══ Records provided ══

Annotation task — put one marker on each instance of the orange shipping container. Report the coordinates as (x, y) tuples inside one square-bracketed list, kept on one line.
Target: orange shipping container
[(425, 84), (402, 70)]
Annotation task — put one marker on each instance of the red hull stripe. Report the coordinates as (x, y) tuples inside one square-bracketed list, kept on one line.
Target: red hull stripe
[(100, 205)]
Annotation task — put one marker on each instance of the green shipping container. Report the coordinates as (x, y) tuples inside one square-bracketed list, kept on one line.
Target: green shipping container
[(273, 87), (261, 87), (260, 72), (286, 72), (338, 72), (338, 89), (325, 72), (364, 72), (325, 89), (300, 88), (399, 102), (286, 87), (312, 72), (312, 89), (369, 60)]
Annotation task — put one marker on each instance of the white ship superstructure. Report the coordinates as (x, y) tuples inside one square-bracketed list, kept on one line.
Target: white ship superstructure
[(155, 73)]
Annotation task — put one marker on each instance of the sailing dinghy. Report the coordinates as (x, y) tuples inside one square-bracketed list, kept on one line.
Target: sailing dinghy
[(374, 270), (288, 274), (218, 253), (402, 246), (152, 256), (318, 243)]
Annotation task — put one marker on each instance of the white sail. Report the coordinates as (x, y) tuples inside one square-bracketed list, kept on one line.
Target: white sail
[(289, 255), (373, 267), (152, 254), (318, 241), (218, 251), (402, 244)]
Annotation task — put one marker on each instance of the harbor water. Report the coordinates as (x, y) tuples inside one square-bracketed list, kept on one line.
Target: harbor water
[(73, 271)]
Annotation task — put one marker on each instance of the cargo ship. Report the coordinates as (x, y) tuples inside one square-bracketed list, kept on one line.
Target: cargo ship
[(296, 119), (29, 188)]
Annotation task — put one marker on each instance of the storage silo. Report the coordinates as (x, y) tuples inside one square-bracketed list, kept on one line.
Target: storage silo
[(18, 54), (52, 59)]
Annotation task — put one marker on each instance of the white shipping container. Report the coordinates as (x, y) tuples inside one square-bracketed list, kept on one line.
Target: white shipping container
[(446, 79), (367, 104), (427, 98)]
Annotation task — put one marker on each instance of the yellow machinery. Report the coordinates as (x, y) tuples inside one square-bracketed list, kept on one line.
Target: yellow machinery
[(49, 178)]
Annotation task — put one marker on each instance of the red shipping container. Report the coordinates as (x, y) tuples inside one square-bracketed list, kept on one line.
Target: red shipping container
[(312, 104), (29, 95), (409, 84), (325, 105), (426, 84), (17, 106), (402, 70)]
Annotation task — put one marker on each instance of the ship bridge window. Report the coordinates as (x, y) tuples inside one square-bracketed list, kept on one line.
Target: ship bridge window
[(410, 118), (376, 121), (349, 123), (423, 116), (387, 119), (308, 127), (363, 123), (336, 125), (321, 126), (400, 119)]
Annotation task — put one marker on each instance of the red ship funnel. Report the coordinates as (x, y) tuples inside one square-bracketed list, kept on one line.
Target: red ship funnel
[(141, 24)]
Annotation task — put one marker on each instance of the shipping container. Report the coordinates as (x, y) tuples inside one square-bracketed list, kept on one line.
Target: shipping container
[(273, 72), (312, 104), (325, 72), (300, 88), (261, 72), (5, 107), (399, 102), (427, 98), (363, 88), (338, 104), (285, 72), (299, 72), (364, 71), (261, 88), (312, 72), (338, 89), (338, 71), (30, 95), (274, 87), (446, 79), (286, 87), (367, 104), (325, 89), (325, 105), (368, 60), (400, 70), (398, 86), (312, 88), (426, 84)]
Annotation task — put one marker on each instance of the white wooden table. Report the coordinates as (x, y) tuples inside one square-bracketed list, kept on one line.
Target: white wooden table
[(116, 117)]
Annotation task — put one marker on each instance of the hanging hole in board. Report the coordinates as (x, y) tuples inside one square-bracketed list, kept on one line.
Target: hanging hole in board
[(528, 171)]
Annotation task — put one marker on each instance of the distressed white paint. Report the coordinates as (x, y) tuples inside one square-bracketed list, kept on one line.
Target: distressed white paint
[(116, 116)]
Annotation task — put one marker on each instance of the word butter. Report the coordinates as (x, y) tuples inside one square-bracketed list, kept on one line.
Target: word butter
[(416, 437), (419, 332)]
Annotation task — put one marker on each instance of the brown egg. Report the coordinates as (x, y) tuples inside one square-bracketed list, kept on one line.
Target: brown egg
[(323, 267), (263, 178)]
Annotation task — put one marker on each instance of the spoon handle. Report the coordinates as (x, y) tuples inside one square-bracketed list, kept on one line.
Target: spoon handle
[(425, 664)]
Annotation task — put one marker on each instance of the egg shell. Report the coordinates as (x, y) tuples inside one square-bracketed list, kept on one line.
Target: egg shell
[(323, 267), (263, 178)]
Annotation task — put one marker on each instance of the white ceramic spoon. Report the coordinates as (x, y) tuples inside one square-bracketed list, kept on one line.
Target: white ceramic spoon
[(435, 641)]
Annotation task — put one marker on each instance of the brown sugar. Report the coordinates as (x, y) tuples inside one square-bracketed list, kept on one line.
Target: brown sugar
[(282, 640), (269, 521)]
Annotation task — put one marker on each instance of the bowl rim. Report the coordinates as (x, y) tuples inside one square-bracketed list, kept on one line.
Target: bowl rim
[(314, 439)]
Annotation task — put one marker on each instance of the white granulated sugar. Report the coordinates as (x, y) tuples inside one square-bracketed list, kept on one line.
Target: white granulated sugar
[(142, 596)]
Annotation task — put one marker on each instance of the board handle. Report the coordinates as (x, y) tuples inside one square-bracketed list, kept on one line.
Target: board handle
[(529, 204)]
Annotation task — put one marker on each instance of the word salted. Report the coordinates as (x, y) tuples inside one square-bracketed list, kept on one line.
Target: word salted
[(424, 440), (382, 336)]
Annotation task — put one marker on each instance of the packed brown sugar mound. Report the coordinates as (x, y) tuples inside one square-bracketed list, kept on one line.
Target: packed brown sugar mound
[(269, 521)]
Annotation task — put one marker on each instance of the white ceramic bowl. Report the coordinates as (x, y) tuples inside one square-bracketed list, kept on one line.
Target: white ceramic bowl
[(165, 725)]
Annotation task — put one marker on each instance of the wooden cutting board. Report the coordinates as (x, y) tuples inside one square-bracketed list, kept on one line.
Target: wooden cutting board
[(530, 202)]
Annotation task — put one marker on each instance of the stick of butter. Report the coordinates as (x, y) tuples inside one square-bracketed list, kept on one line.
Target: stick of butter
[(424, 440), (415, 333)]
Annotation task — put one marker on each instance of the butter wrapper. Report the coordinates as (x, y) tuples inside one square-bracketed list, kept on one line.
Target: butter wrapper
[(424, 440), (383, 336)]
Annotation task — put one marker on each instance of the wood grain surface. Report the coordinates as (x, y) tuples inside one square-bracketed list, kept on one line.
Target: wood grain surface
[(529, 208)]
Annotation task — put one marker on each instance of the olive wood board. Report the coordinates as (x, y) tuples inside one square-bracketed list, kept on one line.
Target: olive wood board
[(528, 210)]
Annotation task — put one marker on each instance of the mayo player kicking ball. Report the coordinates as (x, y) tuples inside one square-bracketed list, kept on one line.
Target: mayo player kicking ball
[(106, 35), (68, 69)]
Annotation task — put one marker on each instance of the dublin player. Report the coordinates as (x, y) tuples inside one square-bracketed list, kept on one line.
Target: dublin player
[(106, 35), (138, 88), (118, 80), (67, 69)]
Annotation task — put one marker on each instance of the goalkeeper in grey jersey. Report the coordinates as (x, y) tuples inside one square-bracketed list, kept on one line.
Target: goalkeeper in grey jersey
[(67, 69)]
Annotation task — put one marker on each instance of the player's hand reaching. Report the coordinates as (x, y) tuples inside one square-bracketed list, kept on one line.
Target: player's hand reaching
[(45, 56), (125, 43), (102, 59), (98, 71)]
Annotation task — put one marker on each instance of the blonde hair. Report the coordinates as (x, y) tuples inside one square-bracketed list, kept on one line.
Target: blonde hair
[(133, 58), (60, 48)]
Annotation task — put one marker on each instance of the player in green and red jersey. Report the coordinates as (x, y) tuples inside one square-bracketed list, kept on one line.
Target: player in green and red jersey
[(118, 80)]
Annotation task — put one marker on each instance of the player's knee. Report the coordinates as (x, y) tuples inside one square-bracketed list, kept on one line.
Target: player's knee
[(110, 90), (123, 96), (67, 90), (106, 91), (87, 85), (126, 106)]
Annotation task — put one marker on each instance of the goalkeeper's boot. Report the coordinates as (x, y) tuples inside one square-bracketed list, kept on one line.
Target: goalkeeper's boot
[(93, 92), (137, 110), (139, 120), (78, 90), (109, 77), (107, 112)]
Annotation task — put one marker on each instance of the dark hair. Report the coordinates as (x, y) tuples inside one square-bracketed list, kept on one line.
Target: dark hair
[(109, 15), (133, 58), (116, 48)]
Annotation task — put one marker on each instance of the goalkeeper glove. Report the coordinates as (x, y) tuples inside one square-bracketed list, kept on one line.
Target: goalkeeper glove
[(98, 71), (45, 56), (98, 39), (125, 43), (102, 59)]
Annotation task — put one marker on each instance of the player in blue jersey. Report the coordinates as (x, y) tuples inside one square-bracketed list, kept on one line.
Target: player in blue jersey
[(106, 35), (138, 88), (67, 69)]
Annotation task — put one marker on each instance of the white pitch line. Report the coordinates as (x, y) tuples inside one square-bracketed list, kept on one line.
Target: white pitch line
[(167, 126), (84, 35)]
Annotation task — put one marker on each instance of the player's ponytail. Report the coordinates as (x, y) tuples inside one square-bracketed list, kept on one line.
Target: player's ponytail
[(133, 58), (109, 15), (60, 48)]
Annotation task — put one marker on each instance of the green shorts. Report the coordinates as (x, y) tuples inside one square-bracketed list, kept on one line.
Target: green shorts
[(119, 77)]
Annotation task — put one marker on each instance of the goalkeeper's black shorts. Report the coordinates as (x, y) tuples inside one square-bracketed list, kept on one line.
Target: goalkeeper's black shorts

═══

• **Given exercise**: Rewrite the data from the line containing "of the butter" through the line containing "[(106, 35), (138, 88), (118, 80), (67, 69)]" as a Markdown table with the columns Row and Line. Number each row and omit blank lines.

• **Solution to the exercise**:
| Row | Line |
|---|---|
| 1 | Annotation task — put one marker on each instance of the butter wrapper. Report the coordinates as (x, y) tuples inside one square-bracketed list, kept on one line. |
| 2 | Target: butter wrapper |
| 3 | [(424, 440), (383, 336)] |
| 4 | Annotation task — put one marker on each instance of the wood grain surface. Report the coordinates as (x, y) tuples inside one square-bracketed list, kept on one line. |
| 5 | Target: wood grain surface |
| 6 | [(529, 208)] |
| 7 | Annotation task — put one marker on each instance of the olive wood board. Report the coordinates as (x, y) tuples inside one square-bracketed list, kept on one line. |
| 8 | Target: olive wood board |
| 9 | [(528, 210)] |
| 10 | Annotation task — put one marker on each instance of the mayo player kicking ball. Report the coordinates as (x, y) tuples inside one square-bracketed list, kept on one line. |
| 11 | Target: mayo player kicking ball |
| 12 | [(106, 35), (68, 69)] |
| 13 | Annotation task — put one marker on each instance of the dublin player. Report the coordinates as (x, y) tuples inside one square-bracketed list, kept on one line. |
| 14 | Target: dublin player |
| 15 | [(106, 35), (138, 88), (118, 80), (67, 69)] |